**Énoncé écrit 1:** Recopiez le passage du compte rendu sur Villiers de L'Isle-Adam qui va de « Compte rendu » jusqu'à « et de l'infini. ».
**Énoncé écrit 2:** Dressez la liste de tous les personnages des œuvres de Villiers de L'Isle-Adam nommés dans le compte rendu.

**Texte:**
<<<<

Qu'est-ce qui concrètement distingue les œuvres littéraires susceptibles d'une lecture philosophique et la « littérature d'idées », dont on s'accorde à considérer, le plus souvent, qu'elle constitue aussi bien de la mauvaise littérature que de la mauvaise philosophie ?

mots clés : philosophie, art, littérature, fantastique, interprétation, sabot


Compte rendu


 Merci, monsieur Sabot, pour ce propos à la fois savant et vivant, théorique et narratif.

Vous commencez par retitrer votre exposé en « Les jeux de l'amour et de l'artifice », en référence initiale à L'Eve future, roman de Villiers de L'Isle-Adam qui présente une tension entre la science et la métaphysique, la première se trouvant fermement critiquée pour son utilitarisme et son culte matérialiste du progrès (que représente Tribulat Bonhomet), auxquels Villiers de L'Isle-Adam oppose un éloge philosophique de l'Idée quasi hégélienne (représentée par César Lenoir). Mais ces deux positions extrêmes sont critiquées par un troisième personnage, Edison, en référence à une tierce faculté : l'imagination, qui dépasse tout ensemble le matérialisme positif et l'Idéalisme dogmatique, en tâchant de faire la synthèse du fini et de l'infini.

Mais Villiers de L'Isle-Adam, continuez-vous, s'attache dans ses Contes cruels (1883) à mettre en évidence cette même capacité synthétique dans certains objets de la science et de la technique modernes, comme « la machine à claques » (présentée par Batimius Botom), qui marche à la suggestion qu'elle produit sur le public, un moyen physique oeuvrant ainsi à un but spirituel. Mais c'est dans L'Eve future (1886), œuvre d'art métaphysique, qu'une telle synthèse s'élabore en une véritable fabrication de l'amour : Lord Ewald se désespérant de la contradiction entre la beauté physique d'Alicia et la vulgarité de son âme, Edison se propose d'y remédier en fabriquant une créature artificielle (l'androïde Hadaly) qui ambitionne de dupliquer ou cloner l'original, qui rejoindrait alors l'originel idéal, en une véritable reprise artificielle du naturel qui finit par confondre Alicia et Hadaly, le modèle et la copie, le réel et l'idéal.

>>>>

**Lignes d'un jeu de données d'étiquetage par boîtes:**

<<<<

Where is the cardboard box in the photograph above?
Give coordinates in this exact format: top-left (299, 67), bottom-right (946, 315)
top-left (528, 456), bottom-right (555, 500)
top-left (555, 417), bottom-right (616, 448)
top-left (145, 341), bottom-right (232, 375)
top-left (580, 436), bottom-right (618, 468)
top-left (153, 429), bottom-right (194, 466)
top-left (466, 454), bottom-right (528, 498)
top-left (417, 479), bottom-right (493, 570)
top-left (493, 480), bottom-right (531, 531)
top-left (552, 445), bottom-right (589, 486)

>>>>

**Réponse écrite 1:**
Compte rendu


 Merci, monsieur Sabot, pour ce propos à la fois savant et vivant, théorique et narratif.

Vous commencez par retitrer votre exposé en « Les jeux de l'amour et de l'artifice », en référence initiale à L'Eve future, roman de Villiers de L'Isle-Adam qui présente une tension entre la science et la métaphysique, la première se trouvant fermement critiquée pour son utilitarisme et son culte matérialiste du progrès (que représente Tribulat Bonhomet), auxquels Villiers de L'Isle-Adam oppose un éloge philosophique de l'Idée quasi hégélienne (représentée par César Lenoir). Mais ces deux positions extrêmes sont critiquées par un troisième personnage, Edison, en référence à une tierce faculté : l'imagination, qui dépasse tout ensemble le matérialisme positif et l'Idéalisme dogmatique, en tâchant de faire la synthèse du fini et de l'infini.

**Réponse écrite 2:**
- Tribulat Bonhomet
- César Lenoir
- Edison
- Batimius Botom
- Lord Ewald
- Alicia
- Hadaly